(Source data)
━━━━━━━━
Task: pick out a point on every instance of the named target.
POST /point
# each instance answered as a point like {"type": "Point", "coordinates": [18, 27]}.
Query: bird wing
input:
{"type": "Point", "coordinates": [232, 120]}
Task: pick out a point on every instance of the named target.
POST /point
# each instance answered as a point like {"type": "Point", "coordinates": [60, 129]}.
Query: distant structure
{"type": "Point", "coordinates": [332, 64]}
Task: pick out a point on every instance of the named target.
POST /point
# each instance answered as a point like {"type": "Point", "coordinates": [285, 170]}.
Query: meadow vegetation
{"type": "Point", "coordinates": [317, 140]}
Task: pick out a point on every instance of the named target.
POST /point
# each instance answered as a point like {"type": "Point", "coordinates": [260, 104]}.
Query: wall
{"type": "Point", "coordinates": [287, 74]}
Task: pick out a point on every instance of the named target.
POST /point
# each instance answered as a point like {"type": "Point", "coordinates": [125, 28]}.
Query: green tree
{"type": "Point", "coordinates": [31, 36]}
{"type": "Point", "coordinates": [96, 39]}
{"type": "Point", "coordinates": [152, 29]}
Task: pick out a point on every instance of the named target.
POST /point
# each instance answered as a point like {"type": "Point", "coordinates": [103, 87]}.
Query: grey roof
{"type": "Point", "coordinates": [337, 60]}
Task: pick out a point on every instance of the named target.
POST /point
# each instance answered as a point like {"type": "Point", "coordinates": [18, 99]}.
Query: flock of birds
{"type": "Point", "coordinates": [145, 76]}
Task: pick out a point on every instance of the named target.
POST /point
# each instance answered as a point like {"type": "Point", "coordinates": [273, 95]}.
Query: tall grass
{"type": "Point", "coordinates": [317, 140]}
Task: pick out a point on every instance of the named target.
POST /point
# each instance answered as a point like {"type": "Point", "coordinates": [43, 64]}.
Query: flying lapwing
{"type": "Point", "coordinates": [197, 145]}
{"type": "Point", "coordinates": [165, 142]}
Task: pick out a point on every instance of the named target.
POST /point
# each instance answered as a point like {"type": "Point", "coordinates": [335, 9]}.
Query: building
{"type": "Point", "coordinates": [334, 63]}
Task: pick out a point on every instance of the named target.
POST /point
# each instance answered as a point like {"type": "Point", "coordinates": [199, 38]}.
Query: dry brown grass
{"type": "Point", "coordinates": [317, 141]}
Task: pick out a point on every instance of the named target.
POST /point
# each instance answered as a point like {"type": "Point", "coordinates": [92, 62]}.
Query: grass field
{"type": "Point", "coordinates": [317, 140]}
━━━━━━━━
> _Stated problem_:
Reproduce the listing in full. Keep it exactly as written.

> _Correct output_:
Task: pick out a point on every instance of the named target.
POST /point
# each instance answered as a point like {"type": "Point", "coordinates": [18, 27]}.
Query: bird wing
input:
{"type": "Point", "coordinates": [232, 120]}
Task: pick out a point on every instance of the named target.
POST /point
# each instance answered as a point like {"type": "Point", "coordinates": [60, 129]}.
Query: distant structure
{"type": "Point", "coordinates": [332, 64]}
Task: pick out a point on every instance of the named target.
POST /point
# each instance answered as a point like {"type": "Point", "coordinates": [285, 170]}.
Query: meadow vegetation
{"type": "Point", "coordinates": [317, 140]}
Task: pick out a point on every instance of the named target.
POST /point
# each instance answered as a point like {"type": "Point", "coordinates": [260, 104]}.
Query: wall
{"type": "Point", "coordinates": [287, 74]}
Task: pick out a point on every instance of the named target.
POST /point
# each instance answered as a point like {"type": "Point", "coordinates": [125, 28]}.
Query: green tree
{"type": "Point", "coordinates": [31, 36]}
{"type": "Point", "coordinates": [96, 39]}
{"type": "Point", "coordinates": [152, 29]}
Task: pick out a point on every instance of the named target.
POST /point
# each instance answered as a point like {"type": "Point", "coordinates": [103, 87]}.
Query: grey roof
{"type": "Point", "coordinates": [337, 60]}
Task: pick out a point on every instance of the named target.
POST /point
# each instance answered as a point like {"type": "Point", "coordinates": [18, 99]}.
Query: flock of birds
{"type": "Point", "coordinates": [145, 76]}
Task: pick out a point on every instance of the named target.
POST /point
# each instance answered as a point like {"type": "Point", "coordinates": [273, 95]}.
Query: tall grass
{"type": "Point", "coordinates": [317, 140]}
Task: pick out a point on every instance of the named target.
POST /point
# each instance answered as a point like {"type": "Point", "coordinates": [43, 64]}.
Query: flying lapwing
{"type": "Point", "coordinates": [197, 145]}
{"type": "Point", "coordinates": [165, 142]}
Task: pick out a point on every instance of the named target.
POST /point
# each instance answered as a point like {"type": "Point", "coordinates": [335, 9]}.
Query: building
{"type": "Point", "coordinates": [334, 63]}
Task: pick out a point on every instance of the named target.
POST /point
# each instance answered as a point like {"type": "Point", "coordinates": [199, 38]}.
Query: dry brown grass
{"type": "Point", "coordinates": [317, 141]}
Task: pick out a point on every instance of the named target.
POST /point
# each instance answered as a point like {"type": "Point", "coordinates": [92, 62]}.
Query: grass field
{"type": "Point", "coordinates": [317, 140]}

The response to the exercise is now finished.